> [What the task requires]: Select from the records below every line that has the word "coordinates" in it.
====== Given entries
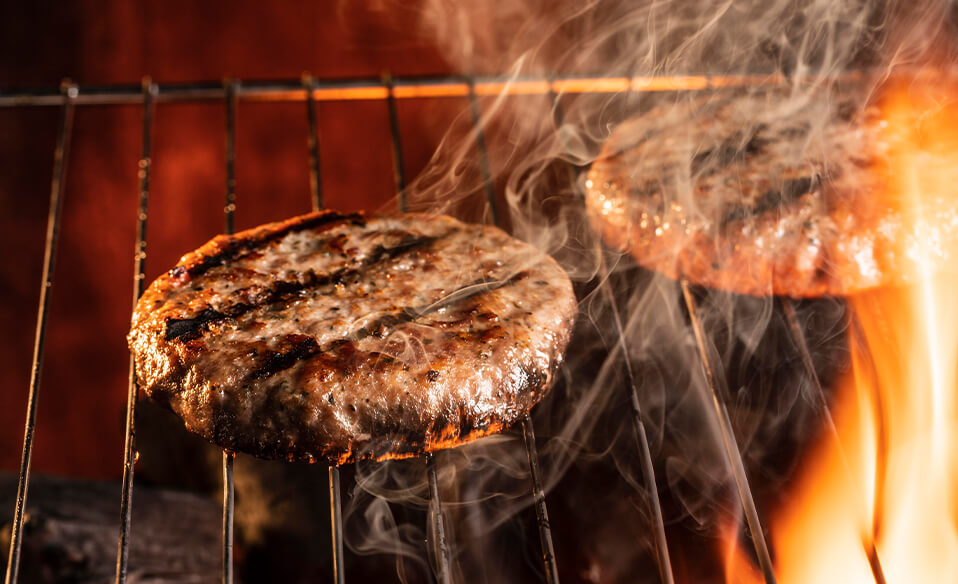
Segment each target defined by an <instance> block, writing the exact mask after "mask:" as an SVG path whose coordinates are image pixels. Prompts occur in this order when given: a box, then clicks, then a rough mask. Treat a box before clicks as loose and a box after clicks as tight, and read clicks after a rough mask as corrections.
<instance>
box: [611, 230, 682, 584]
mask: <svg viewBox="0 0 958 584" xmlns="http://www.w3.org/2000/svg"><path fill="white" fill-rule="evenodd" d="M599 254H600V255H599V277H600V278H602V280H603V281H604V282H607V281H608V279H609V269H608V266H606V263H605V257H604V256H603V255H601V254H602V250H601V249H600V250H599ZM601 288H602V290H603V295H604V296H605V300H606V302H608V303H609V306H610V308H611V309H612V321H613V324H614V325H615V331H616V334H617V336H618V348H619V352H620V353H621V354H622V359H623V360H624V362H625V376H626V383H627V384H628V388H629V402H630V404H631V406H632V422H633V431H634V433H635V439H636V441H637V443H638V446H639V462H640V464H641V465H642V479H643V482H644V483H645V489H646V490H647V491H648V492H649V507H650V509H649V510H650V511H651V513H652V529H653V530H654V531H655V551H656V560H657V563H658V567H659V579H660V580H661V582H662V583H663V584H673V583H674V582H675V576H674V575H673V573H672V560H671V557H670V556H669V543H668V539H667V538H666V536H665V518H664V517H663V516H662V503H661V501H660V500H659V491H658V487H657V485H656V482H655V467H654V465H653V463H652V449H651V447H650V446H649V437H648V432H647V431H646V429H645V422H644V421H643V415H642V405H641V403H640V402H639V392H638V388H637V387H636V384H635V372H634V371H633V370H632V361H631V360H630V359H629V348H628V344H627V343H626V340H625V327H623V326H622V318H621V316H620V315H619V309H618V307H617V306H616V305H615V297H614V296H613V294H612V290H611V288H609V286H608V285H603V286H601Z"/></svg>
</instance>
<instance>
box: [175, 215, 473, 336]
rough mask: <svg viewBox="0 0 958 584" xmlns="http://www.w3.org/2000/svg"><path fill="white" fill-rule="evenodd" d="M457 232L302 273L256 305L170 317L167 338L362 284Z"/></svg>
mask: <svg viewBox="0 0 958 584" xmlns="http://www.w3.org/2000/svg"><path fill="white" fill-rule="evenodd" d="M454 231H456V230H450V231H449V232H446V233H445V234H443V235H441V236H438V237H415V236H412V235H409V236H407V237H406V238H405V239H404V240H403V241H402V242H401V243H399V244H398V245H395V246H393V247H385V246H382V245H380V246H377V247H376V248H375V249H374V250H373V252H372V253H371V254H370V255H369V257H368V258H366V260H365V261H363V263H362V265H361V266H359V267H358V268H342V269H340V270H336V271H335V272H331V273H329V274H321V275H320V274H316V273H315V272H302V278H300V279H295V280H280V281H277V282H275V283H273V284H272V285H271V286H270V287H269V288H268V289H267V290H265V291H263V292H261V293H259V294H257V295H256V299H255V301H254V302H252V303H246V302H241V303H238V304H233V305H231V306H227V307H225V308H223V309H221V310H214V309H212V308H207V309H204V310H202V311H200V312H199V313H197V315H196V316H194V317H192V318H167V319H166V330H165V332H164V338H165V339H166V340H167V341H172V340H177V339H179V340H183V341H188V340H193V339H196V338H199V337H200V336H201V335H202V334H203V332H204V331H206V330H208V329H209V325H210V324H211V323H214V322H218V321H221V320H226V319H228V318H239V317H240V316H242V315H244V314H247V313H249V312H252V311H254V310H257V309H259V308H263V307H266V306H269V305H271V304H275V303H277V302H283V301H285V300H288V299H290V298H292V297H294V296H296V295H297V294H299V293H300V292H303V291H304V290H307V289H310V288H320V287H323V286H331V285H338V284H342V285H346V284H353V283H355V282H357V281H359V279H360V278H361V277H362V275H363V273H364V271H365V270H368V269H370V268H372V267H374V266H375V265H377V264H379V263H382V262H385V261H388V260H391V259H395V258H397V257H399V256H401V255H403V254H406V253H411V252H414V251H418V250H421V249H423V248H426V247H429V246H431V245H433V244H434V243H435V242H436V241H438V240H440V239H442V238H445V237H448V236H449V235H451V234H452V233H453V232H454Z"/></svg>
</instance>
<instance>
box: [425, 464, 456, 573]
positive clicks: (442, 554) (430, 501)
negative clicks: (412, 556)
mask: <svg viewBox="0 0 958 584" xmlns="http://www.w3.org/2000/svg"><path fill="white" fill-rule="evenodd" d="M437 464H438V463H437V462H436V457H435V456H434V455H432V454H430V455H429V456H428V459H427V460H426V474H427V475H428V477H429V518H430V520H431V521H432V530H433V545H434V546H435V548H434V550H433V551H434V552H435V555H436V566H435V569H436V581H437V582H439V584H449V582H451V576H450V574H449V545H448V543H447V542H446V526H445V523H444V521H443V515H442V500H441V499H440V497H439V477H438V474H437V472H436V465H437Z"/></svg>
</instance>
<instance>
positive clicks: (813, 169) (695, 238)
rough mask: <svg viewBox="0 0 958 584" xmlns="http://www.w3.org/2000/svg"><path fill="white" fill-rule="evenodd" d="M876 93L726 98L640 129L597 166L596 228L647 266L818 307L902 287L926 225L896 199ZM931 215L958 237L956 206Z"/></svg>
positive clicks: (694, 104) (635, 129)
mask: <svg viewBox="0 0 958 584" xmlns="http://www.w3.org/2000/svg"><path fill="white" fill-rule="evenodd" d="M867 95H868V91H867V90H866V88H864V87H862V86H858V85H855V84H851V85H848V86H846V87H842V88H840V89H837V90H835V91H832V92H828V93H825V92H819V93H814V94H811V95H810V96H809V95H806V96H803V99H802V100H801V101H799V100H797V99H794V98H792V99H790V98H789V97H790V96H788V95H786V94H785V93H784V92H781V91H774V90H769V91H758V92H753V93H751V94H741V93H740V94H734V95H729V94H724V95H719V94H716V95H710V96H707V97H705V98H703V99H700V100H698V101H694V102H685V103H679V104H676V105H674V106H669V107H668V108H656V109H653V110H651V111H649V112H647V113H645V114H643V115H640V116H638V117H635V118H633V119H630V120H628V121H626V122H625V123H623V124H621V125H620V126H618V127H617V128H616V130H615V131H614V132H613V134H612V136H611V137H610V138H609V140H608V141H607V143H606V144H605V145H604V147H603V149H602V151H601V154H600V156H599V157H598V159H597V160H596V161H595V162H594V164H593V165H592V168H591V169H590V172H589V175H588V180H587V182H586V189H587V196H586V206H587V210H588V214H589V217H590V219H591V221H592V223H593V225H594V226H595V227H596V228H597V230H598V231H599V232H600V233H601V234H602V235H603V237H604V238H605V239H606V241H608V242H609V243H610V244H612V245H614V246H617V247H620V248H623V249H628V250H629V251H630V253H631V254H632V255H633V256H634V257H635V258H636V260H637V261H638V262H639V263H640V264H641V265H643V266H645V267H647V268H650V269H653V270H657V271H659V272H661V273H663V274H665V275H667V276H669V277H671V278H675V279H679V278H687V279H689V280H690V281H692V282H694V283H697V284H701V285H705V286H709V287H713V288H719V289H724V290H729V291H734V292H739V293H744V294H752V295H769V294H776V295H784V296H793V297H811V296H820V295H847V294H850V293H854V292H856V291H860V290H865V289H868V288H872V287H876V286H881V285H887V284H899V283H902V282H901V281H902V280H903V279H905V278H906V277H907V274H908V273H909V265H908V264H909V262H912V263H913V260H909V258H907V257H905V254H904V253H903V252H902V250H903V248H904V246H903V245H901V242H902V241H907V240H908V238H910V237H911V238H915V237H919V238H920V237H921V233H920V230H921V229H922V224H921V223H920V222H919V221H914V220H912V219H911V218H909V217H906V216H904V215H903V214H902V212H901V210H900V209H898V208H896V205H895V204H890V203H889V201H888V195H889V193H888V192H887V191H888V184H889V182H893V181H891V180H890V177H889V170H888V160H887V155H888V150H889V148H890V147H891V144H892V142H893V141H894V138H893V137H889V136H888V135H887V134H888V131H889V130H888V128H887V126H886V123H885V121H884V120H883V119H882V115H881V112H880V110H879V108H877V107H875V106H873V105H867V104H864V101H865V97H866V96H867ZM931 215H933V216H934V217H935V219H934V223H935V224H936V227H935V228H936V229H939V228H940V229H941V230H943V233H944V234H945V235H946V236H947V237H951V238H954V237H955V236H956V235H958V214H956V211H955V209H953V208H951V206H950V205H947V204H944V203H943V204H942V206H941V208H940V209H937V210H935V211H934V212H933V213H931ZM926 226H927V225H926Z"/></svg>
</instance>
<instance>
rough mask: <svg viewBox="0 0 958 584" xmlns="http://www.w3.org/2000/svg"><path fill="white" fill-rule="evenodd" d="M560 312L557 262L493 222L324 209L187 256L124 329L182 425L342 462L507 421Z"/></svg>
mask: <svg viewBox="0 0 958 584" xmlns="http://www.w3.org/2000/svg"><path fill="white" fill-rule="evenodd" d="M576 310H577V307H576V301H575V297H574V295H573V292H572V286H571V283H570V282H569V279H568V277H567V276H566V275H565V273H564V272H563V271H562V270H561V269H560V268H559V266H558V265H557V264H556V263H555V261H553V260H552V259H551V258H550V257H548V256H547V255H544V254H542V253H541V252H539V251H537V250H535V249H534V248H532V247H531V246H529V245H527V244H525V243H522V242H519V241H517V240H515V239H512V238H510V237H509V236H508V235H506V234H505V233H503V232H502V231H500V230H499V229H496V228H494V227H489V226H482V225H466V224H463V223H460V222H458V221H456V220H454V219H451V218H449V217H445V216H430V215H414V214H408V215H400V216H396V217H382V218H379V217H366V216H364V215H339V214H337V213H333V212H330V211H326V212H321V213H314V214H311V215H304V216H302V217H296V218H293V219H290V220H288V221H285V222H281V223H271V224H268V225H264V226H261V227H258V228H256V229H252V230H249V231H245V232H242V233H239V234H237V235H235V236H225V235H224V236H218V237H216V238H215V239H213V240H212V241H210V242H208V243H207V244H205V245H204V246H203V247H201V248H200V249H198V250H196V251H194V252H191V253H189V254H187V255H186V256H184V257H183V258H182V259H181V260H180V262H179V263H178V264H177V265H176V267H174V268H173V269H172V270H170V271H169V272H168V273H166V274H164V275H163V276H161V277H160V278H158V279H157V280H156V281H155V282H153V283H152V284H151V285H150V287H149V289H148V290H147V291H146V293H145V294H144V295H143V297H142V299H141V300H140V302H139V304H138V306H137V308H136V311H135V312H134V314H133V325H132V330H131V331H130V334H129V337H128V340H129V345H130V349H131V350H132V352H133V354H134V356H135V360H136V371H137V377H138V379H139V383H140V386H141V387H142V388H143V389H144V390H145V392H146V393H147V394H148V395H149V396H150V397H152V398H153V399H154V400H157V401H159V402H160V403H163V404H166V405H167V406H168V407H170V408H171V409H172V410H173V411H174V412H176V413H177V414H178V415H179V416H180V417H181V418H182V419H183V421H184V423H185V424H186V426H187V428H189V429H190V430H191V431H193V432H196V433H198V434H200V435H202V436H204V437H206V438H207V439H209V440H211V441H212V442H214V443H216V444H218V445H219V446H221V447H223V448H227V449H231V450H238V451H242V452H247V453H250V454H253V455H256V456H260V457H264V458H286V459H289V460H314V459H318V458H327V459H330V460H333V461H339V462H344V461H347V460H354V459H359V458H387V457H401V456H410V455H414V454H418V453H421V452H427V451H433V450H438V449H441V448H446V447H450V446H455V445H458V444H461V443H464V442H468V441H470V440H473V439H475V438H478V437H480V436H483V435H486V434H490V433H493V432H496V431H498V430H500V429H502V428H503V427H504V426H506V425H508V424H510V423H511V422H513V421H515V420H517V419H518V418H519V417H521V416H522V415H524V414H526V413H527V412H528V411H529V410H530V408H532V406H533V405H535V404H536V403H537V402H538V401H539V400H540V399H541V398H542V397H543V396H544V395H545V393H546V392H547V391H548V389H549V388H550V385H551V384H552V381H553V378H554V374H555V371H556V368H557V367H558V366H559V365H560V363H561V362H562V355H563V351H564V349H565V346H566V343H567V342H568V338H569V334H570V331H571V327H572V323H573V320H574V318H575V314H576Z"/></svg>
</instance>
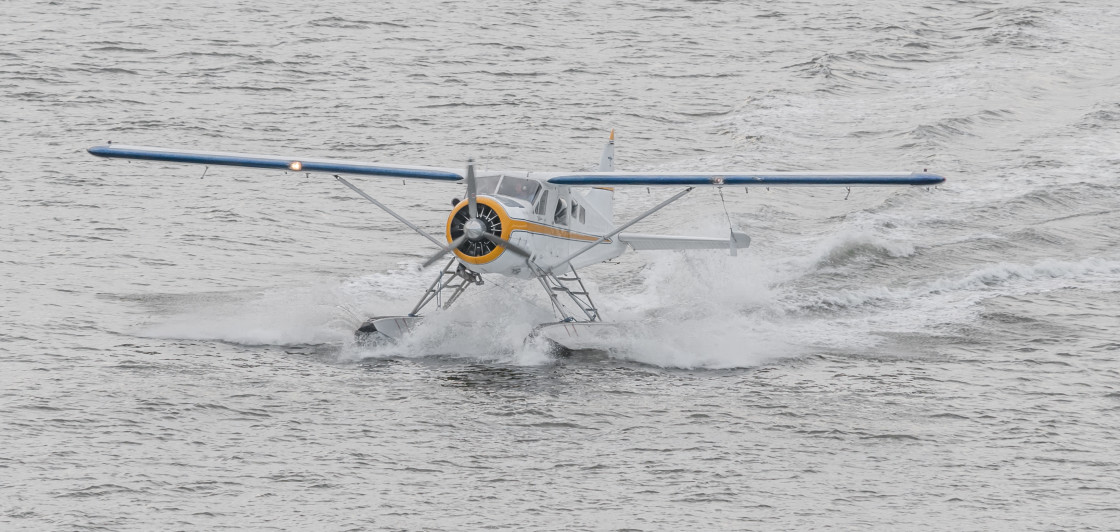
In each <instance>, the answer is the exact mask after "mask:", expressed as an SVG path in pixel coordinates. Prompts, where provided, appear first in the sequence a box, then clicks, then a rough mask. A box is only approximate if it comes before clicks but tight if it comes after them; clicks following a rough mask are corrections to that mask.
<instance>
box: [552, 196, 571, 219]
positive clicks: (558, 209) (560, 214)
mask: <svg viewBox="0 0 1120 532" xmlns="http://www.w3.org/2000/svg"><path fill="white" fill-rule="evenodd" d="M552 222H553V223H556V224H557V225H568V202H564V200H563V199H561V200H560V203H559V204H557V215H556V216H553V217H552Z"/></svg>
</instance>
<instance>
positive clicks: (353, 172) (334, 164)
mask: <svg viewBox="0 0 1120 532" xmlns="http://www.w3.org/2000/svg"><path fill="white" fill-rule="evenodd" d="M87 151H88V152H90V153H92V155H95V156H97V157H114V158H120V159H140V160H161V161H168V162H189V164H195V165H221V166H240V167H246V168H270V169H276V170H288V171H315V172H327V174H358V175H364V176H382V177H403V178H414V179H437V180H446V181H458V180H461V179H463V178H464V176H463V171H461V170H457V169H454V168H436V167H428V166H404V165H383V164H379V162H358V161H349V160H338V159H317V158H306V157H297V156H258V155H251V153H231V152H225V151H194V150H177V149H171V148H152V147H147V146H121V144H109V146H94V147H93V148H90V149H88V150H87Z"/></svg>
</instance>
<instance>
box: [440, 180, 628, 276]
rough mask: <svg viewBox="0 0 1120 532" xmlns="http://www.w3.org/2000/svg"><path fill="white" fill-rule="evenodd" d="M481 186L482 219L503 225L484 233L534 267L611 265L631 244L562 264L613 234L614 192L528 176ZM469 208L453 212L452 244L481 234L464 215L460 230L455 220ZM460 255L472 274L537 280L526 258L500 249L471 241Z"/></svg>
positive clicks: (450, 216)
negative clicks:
============
> [Answer section]:
Segment each target defined by an <instance> block, writing the exact mask after "mask:" as an SVG path whose coordinates are image pixels. Prompts occur in this order when given: a box, then clicks, then a rough mask. Treat a box before clicks as loose and a box after clicks as tight, and read clicks after a rough mask as corrections.
In each <instance>, the answer is the exact mask after "mask:", expressed as an SVG path in pixel coordinates. Prompts, where provided, appear first in the sequence a box, then clicks, then a rough mask. A box is only approximate if it comes before clicks but tight if it comes after them; clicks following a rough mask are corrections to that mask.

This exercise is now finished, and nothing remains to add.